### SOURCE
::::::

Math 141 – Sampling Distributions II: Properties

Sampling Distributions II

Megan Ayers

Math 141 | Spring 2026
Monday, Week 6

Announcements

Midterm studyguide posted on course website
We’ll work on the study guide in lab this week in groups - it would be helpful to take a look before lab but you don’t need to prepare any work

Goals for Today

Discuss the framework for random sampling
Investigate properties of the “sampling distribution”
Week 4 feedback (if time)

The ❤️ of statistical inference is quantifying uncertainty

Like with regression, need to distinguish between the population and the sample

Parameters:
- Based on the population
- Unknown if we don’t have data on the whole population
- EX: \(\beta_0\) and \(\beta_1\)
- EX: \(\mu\) (population mean) \(p\) (population proportion)

Statistics:
- Based on the sample data
- Known
- Usually estimate a population parameter
- EX: \(\widehat{\beta}_0\) and \(\widehat{\beta}_1\)
- EX: \(\bar{x}\) (sample mean), \(\widehat{p}\) (sample proportion)

Estimation and Uncertainty

We are interested in the value of a parameter in a population, and use a statistic from a sample to estimate the parameter.
- e.g., want to know the proportion (\(p\)) of Reed students with March birthdays
- Estimate \(p\) by using the proportion in a sample, (\(\widehat{p}\)), of \(100\) individuals.

::::::

### RECORDS FOR THE TASK
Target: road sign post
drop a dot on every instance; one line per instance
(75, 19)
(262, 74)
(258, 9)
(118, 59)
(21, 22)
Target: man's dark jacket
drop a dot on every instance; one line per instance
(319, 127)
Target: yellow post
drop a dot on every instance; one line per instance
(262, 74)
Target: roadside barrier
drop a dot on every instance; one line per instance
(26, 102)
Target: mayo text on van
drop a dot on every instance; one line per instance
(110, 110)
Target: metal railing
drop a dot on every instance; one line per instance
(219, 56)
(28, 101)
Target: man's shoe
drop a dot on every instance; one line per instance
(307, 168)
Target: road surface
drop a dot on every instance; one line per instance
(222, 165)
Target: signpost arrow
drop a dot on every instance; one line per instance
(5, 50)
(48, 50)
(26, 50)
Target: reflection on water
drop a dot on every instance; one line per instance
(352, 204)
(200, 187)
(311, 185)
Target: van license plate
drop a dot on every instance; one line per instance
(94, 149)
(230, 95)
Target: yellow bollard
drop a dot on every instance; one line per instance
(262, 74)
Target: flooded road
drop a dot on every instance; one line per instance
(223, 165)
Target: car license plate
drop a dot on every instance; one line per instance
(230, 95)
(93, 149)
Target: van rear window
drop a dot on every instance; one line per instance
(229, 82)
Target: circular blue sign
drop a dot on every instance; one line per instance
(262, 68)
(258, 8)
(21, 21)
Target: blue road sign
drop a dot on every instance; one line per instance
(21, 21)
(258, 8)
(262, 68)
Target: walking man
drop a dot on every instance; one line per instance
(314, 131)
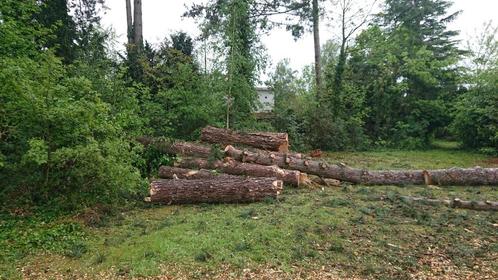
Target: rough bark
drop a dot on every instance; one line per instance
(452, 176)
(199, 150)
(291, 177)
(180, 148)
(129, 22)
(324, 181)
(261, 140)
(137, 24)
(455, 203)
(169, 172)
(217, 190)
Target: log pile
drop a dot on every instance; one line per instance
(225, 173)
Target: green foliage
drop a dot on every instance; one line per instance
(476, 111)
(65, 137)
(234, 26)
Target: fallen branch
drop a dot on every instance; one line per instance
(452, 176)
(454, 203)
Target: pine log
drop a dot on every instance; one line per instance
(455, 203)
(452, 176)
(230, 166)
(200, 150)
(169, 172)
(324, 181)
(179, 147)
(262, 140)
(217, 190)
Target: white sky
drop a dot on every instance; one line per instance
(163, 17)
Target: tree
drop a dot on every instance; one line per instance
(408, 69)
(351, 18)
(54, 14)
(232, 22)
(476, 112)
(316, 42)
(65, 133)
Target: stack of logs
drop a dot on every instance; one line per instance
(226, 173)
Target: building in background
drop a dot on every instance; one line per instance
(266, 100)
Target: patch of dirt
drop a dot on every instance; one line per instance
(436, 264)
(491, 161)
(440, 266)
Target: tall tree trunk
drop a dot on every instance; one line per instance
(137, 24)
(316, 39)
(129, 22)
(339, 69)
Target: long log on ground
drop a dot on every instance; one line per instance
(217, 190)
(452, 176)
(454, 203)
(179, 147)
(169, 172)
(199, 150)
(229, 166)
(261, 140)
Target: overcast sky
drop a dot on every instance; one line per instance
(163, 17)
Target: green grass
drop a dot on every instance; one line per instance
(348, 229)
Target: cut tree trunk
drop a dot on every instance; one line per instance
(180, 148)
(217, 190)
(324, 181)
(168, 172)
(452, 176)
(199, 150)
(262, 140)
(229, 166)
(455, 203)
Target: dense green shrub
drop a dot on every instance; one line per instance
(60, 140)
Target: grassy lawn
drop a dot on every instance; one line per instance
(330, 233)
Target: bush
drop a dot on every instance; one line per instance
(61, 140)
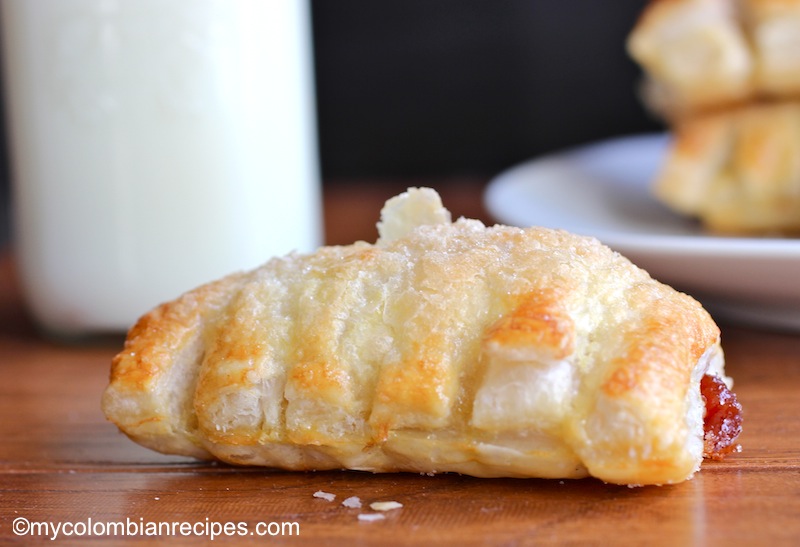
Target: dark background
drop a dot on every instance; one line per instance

::::::

### PROBLEMS AND TASKS
1. Summarize the sampling distributions lecture in two sentences.
2. Filter the listing down to each line that contains the string "dark", matching case.
The listing has no connection to the text.

### ANSWER LIST
1. The lecture for Math 141 announces that the midterm study guide is posted and sets goals of discussing the framework for random sampling and investigating properties of the sampling distribution. It distinguishes parameters, which are based on the population and unknown without data on the whole population, from statistics, which are based on sample data, known, and usually used to estimate a parameter, such as estimating the proportion of Reed students with March birthdays from a sample of 100 individuals.

2.
Target: man's dark jacket
Target: dark background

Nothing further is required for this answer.